- _Task_
Retype the material word for word.

- _Material provided_
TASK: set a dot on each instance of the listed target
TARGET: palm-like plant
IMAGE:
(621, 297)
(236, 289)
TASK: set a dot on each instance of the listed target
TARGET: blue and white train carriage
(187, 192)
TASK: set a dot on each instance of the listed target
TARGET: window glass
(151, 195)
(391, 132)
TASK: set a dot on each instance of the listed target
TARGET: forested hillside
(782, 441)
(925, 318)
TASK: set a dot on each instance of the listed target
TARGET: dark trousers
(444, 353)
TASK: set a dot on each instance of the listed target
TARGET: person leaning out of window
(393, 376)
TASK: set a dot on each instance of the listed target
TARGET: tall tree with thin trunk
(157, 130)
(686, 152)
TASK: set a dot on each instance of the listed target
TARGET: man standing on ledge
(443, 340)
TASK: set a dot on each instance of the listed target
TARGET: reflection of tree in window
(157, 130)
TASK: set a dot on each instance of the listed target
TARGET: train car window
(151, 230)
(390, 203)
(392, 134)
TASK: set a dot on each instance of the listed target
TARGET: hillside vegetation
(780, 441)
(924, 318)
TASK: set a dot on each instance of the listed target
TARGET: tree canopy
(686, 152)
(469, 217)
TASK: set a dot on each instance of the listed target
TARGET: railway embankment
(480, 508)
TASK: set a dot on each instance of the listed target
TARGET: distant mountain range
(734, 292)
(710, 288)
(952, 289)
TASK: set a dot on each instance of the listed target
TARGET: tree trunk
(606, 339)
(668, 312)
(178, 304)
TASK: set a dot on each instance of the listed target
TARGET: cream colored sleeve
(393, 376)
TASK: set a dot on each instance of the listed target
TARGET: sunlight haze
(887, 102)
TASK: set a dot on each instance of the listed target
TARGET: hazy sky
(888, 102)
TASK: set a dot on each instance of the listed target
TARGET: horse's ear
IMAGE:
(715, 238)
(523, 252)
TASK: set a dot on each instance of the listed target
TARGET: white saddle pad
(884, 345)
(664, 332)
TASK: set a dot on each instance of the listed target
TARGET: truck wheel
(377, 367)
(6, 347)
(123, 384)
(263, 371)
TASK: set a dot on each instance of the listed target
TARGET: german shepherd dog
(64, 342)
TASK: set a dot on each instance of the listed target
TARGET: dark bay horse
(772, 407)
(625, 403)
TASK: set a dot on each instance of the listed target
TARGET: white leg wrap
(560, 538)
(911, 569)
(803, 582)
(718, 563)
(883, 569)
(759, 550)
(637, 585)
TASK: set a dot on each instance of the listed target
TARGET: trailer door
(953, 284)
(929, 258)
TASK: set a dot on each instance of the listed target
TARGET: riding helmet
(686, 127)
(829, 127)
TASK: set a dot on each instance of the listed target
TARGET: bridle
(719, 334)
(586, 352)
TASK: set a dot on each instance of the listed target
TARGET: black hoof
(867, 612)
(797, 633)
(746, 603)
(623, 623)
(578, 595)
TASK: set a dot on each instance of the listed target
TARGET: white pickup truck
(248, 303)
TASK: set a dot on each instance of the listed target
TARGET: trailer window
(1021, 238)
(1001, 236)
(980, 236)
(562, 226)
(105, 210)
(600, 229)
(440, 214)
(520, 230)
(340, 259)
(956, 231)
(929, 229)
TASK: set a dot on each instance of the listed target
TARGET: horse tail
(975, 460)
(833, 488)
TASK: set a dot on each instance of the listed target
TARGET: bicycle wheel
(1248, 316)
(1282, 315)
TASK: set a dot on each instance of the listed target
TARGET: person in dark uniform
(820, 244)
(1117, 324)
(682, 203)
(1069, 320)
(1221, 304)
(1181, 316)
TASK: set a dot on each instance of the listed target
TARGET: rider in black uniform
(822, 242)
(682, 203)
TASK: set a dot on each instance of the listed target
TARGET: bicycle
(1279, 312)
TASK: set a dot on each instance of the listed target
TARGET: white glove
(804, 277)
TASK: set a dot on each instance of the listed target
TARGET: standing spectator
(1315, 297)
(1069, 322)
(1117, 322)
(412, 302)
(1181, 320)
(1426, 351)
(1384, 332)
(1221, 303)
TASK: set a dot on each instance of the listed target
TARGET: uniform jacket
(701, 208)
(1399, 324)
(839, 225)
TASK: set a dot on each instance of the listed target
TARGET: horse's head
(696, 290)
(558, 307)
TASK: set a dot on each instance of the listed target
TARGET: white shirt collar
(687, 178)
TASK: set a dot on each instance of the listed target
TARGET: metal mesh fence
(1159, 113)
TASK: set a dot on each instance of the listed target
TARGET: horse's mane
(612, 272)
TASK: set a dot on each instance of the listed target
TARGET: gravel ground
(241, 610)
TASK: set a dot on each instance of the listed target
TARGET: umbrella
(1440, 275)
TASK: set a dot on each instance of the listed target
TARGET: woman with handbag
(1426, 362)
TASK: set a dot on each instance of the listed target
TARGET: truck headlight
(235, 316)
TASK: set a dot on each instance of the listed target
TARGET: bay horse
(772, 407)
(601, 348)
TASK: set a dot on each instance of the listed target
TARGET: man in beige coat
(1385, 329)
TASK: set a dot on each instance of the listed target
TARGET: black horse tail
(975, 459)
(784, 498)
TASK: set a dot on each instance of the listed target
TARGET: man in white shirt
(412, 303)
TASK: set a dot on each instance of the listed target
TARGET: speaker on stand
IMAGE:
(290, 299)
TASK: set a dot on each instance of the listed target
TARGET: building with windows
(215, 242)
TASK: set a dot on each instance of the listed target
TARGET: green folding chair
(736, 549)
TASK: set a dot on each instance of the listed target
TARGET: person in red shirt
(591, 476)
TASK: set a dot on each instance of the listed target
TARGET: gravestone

- _Finished answer_
TASK: set a dot on each instance of the listed target
TARGET: palm-like plant
IMAGE:
(621, 297)
(236, 289)
TASK: set a dot on each instance of the listed target
TARGET: blue and white train carriage
(187, 192)
TASK: set a dot on each instance of the listed target
TARGET: window glass
(151, 195)
(391, 132)
TASK: set a dot on each instance of the listed target
TARGET: forested hillside
(782, 441)
(925, 318)
TASK: set a dot on each instance of the listed target
TARGET: dark trousers
(444, 353)
TASK: set a dot on each instance of the listed target
TARGET: person leaning out of window
(393, 376)
TASK: set a dot on each instance of the listed target
TARGET: tall tree with thin trunk
(157, 130)
(686, 152)
TASK: set a dot on each instance of the listed target
TARGET: man standing on ledge
(443, 340)
TASK: set a dot on each instance of the listed target
TARGET: reflection of tree in window
(157, 130)
TASK: set a dot on each instance of the listed target
TARGET: train car window
(151, 230)
(390, 203)
(392, 134)
TASK: set a dot on each instance of the listed target
TARGET: hillside vegetation
(780, 441)
(924, 318)
TASK: set a dot on each instance of the listed target
TARGET: tree canopy
(686, 152)
(469, 217)
TASK: set a dot on each instance of the listed target
TARGET: railway embankment
(480, 508)
TASK: set a dot on each instance of the listed target
TARGET: distant mountain range
(734, 292)
(710, 288)
(952, 289)
TASK: set a dot on each instance of the listed target
TARGET: tree trunk
(606, 339)
(668, 312)
(178, 304)
TASK: set a dot on each instance of the listed target
TARGET: cream colored sleeve
(393, 376)
TASK: set a dot on each instance of the listed target
TARGET: sunlight haze
(887, 102)
TASK: set a dot on each instance of the listed target
TARGET: hazy sky
(888, 102)
TASK: set a dot on each instance of the listed target
TARGET: horse's ear
IMAGE:
(715, 238)
(523, 252)
TASK: set a dot on each instance of the listed target
TARGET: white saddle pad
(884, 345)
(664, 332)
TASK: set a dot on each instance of the listed target
TARGET: truck wheel
(377, 367)
(6, 347)
(123, 384)
(263, 371)
TASK: set a dot on each instance of the listed target
TARGET: german shepherd dog
(64, 342)
TASK: set a dot on each instance of the listed target
TARGET: dark bay horse
(772, 407)
(625, 403)
TASK: set a dot on each instance of the listed target
TARGET: white leg wrap
(560, 538)
(911, 569)
(803, 582)
(718, 563)
(883, 569)
(759, 550)
(637, 585)
TASK: set a dot on each instance of the listed target
TARGET: trailer door
(953, 284)
(929, 258)
TASK: set a dot on each instance of the listed target
TARGET: riding helmet
(686, 127)
(829, 127)
TASK: set a dot on each instance of the listed target
TARGET: bridle
(719, 334)
(586, 352)
TASK: set a dot on each instance of the listed target
TARGET: black hoof
(867, 612)
(797, 633)
(746, 603)
(623, 623)
(578, 595)
TASK: set a dot on each instance of the listed target
TARGET: white pickup truck
(248, 303)
TASK: set a dot on each instance of the listed target
TARGET: trailer window
(1021, 238)
(1001, 236)
(980, 236)
(562, 226)
(105, 210)
(600, 229)
(440, 214)
(520, 230)
(340, 259)
(956, 231)
(929, 229)
TASK: set a dot on each instance of the listed target
TARGET: horse tail
(975, 460)
(833, 488)
TASK: set a dot on each instance of the listed target
TARGET: bicycle wheel
(1248, 316)
(1282, 315)
TASK: set a dot on each instance of the listed target
TARGET: person in dark uniform
(820, 244)
(1117, 324)
(682, 203)
(1069, 320)
(1221, 304)
(1181, 316)
TASK: set a dot on each instance of the listed target
TARGET: rider in black uniform
(822, 242)
(682, 203)
TASK: set a dot on each instance of the listed target
TARGET: bicycle
(1279, 312)
TASK: set a dot on each instance of the listed target
TARGET: white glove
(804, 277)
TASK: set a dot on each instance of the listed target
TARGET: standing spectator
(1315, 297)
(1069, 322)
(1117, 322)
(412, 302)
(1181, 320)
(1426, 351)
(1384, 332)
(1221, 303)
TASK: set a dot on each instance of the listed target
TARGET: uniform jacket
(701, 208)
(1399, 324)
(839, 225)
TASK: set a dot on each instance of the listed target
TARGET: horse's head
(696, 290)
(558, 307)
TASK: set a dot on each instance of the listed target
TARGET: white shirt collar
(687, 178)
TASK: set a dot on each instance of the listed target
TARGET: metal mesh fence
(1159, 113)
TASK: set a dot on each instance of the listed target
TARGET: horse's mane
(612, 272)
TASK: set a dot on each instance of the listed target
TARGET: gravel ground
(241, 610)
TASK: set a dot on each instance of the listed target
TARGET: umbrella
(1440, 275)
TASK: set a dot on each instance of the listed target
TARGET: woman with handbag
(1426, 362)
TASK: set a dot on each instance of the listed target
TARGET: truck headlight
(235, 316)
TASK: set a dot on each instance of the listed target
TARGET: bay horse
(772, 407)
(601, 348)
TASK: set a dot on each instance of the listed target
TARGET: man in beige coat
(1385, 329)
TASK: set a dot on each instance of the listed target
TARGET: black horse tail
(975, 459)
(784, 498)
TASK: set a dot on each instance of the listed target
TARGET: man in white shirt
(412, 303)
TASK: set a dot on each instance of the listed target
TARGET: speaker on stand
IMAGE:
(290, 299)
TASK: set a dot on each instance of the listed target
TARGET: building with windows
(215, 242)
TASK: set a dot on each instance of the listed target
TARGET: green folding chair
(736, 549)
TASK: set a dot on each instance of the listed target
TARGET: person in red shirt
(591, 476)
TASK: set a dot on each instance of the listed target
TARGET: gravestone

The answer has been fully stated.